→ Natural language region descriptions
• • • • •

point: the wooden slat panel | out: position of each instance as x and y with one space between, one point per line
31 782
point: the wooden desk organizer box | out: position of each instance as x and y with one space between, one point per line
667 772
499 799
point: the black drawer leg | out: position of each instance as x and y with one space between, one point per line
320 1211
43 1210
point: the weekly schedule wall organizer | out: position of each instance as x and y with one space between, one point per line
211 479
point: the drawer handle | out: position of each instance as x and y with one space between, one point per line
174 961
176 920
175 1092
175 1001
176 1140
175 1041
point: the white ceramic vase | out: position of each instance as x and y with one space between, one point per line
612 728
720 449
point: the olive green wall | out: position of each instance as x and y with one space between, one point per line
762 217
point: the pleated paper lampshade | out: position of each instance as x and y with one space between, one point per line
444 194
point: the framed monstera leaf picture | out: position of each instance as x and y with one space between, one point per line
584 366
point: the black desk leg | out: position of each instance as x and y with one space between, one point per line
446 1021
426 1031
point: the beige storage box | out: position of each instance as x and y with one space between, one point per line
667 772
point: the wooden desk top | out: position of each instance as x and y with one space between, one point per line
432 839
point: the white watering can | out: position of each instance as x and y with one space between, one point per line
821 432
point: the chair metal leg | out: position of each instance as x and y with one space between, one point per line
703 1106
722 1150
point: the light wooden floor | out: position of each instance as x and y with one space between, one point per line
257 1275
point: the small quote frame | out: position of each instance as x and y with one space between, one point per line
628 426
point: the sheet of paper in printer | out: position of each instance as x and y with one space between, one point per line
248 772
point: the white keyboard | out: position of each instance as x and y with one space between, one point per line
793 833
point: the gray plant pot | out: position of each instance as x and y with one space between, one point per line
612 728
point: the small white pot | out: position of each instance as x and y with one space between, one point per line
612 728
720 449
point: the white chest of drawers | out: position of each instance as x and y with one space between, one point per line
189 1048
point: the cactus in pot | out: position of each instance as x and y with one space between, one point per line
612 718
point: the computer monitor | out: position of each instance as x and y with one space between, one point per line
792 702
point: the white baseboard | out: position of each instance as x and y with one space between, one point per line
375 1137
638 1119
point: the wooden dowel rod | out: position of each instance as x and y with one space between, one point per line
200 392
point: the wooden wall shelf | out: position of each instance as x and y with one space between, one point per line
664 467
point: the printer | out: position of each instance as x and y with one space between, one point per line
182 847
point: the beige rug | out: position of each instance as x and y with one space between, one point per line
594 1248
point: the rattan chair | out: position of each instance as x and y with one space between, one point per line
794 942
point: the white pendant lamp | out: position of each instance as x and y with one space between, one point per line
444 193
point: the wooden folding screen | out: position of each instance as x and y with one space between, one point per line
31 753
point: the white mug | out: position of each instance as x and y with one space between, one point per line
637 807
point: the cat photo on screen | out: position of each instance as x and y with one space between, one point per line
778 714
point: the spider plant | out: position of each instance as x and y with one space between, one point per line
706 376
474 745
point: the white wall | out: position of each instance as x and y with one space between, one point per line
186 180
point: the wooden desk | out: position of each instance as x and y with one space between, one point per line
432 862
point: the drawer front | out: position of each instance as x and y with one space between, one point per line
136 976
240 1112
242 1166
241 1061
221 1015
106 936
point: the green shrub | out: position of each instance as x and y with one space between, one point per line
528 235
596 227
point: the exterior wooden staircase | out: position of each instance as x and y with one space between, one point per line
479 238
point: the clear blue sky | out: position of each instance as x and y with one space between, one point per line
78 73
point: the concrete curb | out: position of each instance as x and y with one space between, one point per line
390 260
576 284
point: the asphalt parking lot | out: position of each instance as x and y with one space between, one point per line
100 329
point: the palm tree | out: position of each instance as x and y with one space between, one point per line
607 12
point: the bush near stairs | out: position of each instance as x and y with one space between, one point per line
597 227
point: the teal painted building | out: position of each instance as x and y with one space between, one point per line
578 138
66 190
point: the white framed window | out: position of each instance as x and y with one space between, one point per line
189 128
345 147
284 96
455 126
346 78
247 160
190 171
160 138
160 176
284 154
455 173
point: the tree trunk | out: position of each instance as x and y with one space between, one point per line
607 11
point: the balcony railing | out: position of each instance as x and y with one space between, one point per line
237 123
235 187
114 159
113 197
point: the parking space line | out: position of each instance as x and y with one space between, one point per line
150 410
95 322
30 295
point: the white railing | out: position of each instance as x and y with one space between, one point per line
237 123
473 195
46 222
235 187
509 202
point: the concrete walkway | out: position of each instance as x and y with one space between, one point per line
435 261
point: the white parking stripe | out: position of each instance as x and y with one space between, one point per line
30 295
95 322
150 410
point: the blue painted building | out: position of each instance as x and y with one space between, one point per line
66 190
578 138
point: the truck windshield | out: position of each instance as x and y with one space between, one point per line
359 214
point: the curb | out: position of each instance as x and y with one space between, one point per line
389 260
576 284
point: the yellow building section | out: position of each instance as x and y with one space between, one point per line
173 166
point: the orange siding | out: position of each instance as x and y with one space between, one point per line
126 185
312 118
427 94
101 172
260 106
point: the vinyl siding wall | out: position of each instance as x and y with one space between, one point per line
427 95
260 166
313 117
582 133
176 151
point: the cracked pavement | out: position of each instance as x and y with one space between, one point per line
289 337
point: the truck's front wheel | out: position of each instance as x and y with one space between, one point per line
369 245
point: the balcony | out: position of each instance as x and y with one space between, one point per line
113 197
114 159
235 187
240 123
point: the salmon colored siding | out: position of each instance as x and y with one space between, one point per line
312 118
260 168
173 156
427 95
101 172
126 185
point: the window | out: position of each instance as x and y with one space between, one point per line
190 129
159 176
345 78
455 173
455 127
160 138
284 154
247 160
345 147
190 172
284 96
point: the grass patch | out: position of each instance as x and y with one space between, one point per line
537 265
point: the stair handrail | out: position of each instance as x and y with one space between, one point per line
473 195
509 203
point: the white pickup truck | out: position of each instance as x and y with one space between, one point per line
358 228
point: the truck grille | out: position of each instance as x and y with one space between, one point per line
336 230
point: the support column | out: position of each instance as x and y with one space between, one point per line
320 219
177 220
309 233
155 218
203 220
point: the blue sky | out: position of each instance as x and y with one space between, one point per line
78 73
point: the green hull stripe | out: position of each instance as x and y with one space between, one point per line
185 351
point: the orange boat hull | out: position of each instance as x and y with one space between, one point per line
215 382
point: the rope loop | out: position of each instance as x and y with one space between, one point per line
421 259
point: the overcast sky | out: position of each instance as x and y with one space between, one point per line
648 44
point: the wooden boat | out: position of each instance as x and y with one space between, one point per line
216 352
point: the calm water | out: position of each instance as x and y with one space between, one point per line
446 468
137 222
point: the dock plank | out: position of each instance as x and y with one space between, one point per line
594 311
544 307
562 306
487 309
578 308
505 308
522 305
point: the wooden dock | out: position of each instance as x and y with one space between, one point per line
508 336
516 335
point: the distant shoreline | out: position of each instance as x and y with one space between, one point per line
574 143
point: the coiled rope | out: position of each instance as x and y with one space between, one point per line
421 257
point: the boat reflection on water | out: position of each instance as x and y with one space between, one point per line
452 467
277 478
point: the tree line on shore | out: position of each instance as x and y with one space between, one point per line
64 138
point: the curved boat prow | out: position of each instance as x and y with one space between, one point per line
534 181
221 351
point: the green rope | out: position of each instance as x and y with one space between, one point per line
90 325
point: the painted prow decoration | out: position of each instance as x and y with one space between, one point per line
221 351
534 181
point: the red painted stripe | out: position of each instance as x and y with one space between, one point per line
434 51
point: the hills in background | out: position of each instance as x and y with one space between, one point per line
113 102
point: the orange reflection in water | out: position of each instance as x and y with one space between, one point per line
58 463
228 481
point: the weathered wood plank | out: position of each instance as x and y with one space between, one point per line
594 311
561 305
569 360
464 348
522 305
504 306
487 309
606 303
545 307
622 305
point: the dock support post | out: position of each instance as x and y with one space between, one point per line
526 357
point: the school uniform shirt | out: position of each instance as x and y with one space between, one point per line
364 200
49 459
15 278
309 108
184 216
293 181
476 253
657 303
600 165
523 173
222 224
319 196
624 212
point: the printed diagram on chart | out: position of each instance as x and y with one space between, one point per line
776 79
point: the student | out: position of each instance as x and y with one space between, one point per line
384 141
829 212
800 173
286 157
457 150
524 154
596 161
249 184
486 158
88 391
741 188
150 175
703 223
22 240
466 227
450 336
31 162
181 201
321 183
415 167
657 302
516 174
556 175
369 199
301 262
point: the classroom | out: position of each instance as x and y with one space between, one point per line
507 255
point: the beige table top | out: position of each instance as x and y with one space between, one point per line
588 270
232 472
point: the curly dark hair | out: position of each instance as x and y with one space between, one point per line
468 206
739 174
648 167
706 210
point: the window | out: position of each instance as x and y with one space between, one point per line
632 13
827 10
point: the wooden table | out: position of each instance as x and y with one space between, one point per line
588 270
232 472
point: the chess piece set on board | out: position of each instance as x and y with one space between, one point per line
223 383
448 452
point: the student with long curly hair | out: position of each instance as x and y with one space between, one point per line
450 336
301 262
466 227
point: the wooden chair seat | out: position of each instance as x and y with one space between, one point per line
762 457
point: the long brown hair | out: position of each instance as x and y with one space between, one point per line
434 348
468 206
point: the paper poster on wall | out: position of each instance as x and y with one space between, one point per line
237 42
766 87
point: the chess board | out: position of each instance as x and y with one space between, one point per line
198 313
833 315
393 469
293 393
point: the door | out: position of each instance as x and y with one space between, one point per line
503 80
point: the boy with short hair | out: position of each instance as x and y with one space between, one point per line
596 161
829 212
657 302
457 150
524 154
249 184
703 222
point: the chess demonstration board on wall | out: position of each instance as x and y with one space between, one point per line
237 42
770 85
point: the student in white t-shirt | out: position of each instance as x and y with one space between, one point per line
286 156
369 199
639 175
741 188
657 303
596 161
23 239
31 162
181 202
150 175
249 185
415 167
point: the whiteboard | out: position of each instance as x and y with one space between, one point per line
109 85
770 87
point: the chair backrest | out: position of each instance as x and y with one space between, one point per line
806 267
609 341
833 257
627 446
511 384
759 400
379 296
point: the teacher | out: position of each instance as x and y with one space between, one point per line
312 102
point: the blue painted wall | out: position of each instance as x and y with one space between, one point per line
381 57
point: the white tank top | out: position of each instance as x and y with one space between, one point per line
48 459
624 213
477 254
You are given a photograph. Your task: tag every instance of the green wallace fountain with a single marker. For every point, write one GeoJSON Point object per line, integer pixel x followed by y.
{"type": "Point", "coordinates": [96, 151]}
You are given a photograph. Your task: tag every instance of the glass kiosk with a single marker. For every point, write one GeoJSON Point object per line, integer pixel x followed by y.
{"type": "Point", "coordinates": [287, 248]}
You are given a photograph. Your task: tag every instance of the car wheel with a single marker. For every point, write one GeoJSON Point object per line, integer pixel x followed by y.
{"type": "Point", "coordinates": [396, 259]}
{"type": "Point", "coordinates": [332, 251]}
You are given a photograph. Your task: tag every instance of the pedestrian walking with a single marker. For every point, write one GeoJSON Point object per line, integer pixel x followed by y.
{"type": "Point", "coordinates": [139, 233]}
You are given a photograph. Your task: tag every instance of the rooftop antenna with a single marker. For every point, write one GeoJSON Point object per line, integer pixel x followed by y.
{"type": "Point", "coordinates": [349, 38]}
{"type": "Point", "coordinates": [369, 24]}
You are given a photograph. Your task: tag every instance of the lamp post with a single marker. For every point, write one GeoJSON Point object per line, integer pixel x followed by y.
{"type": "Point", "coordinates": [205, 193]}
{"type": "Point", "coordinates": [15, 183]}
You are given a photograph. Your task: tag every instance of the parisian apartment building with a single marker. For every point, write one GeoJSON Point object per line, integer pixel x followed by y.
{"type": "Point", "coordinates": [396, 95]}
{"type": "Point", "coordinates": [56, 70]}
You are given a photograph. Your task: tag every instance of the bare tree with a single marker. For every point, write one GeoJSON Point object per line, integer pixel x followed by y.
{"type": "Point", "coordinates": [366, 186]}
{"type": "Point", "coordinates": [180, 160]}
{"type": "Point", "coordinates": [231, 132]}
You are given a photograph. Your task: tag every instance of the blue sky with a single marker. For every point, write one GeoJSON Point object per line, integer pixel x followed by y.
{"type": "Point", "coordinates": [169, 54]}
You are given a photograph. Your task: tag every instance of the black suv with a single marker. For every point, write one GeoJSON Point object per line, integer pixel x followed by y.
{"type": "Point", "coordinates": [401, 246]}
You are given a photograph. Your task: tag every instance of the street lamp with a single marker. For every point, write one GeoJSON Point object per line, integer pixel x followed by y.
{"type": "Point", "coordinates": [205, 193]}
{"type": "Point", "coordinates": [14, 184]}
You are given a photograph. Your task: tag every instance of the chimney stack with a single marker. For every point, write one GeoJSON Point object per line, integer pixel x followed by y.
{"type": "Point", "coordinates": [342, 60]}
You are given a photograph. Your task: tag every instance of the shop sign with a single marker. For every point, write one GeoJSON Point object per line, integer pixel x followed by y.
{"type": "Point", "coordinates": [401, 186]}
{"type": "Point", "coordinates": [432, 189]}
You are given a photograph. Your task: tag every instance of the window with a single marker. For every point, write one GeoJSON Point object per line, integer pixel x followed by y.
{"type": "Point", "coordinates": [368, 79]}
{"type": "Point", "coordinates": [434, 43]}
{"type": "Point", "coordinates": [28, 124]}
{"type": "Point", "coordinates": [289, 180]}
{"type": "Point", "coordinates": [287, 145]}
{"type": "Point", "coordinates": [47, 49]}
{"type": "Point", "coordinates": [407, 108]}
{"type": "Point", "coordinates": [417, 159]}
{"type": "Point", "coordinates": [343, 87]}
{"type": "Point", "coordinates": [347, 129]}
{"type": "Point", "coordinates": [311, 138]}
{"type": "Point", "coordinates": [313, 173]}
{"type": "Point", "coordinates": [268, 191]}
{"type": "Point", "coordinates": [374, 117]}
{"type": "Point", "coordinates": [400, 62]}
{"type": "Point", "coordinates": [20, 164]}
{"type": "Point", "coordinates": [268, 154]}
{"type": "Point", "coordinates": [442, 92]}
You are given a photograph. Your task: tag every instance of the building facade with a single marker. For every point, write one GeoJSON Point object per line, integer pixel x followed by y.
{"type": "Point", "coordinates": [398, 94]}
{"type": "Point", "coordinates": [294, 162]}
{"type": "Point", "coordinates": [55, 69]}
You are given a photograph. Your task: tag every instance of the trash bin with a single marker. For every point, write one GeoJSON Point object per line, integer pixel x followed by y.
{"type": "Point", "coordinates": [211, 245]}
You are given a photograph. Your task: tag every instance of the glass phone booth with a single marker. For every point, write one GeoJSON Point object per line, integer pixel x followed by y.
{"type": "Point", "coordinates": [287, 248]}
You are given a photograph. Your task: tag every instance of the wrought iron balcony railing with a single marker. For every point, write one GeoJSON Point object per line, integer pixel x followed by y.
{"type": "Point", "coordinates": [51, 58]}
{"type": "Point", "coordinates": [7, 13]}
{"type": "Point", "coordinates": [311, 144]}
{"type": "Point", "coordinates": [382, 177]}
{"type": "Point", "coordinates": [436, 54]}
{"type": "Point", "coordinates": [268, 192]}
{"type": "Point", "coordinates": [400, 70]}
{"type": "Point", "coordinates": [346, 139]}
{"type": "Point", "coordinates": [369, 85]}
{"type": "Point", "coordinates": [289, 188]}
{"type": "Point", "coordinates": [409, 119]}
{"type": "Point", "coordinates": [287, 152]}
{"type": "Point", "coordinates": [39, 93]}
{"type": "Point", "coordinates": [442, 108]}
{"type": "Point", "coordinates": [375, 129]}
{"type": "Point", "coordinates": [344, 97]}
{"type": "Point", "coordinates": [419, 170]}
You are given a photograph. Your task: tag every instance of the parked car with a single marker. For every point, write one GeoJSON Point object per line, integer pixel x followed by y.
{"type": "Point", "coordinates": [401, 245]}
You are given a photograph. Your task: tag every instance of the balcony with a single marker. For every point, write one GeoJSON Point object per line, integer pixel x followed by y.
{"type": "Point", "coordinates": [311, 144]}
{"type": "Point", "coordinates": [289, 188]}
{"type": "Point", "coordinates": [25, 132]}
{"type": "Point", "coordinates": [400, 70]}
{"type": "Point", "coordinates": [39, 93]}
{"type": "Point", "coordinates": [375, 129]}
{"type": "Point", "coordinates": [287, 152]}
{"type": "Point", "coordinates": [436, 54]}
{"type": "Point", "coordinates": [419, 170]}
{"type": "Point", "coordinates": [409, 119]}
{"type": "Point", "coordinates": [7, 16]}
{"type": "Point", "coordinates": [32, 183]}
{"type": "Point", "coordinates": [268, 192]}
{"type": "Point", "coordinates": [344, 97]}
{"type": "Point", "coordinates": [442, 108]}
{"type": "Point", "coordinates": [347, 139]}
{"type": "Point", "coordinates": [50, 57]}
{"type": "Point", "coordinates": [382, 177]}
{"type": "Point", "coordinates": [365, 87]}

• • • • •

→ Required work
Starting with the line that contains "of the parked", print every line through the end of the entries above exactly as written, both boundary lines included, and nothing else.

→ Solution
You are given a photograph. Your task: tag every instance of the parked car with a single marker. For every point, write one GeoJSON Point object per line, integer pixel x followed by y.
{"type": "Point", "coordinates": [401, 245]}
You are given a photograph. Your task: tag every instance of the balcony with a single marker. For every point, write one GeoJSON Point object per line, integer pixel x followed by y.
{"type": "Point", "coordinates": [311, 144]}
{"type": "Point", "coordinates": [289, 188]}
{"type": "Point", "coordinates": [25, 132]}
{"type": "Point", "coordinates": [400, 70]}
{"type": "Point", "coordinates": [39, 93]}
{"type": "Point", "coordinates": [375, 129]}
{"type": "Point", "coordinates": [287, 152]}
{"type": "Point", "coordinates": [436, 54]}
{"type": "Point", "coordinates": [419, 170]}
{"type": "Point", "coordinates": [409, 119]}
{"type": "Point", "coordinates": [7, 16]}
{"type": "Point", "coordinates": [32, 183]}
{"type": "Point", "coordinates": [268, 192]}
{"type": "Point", "coordinates": [344, 97]}
{"type": "Point", "coordinates": [442, 108]}
{"type": "Point", "coordinates": [347, 139]}
{"type": "Point", "coordinates": [50, 57]}
{"type": "Point", "coordinates": [382, 177]}
{"type": "Point", "coordinates": [365, 87]}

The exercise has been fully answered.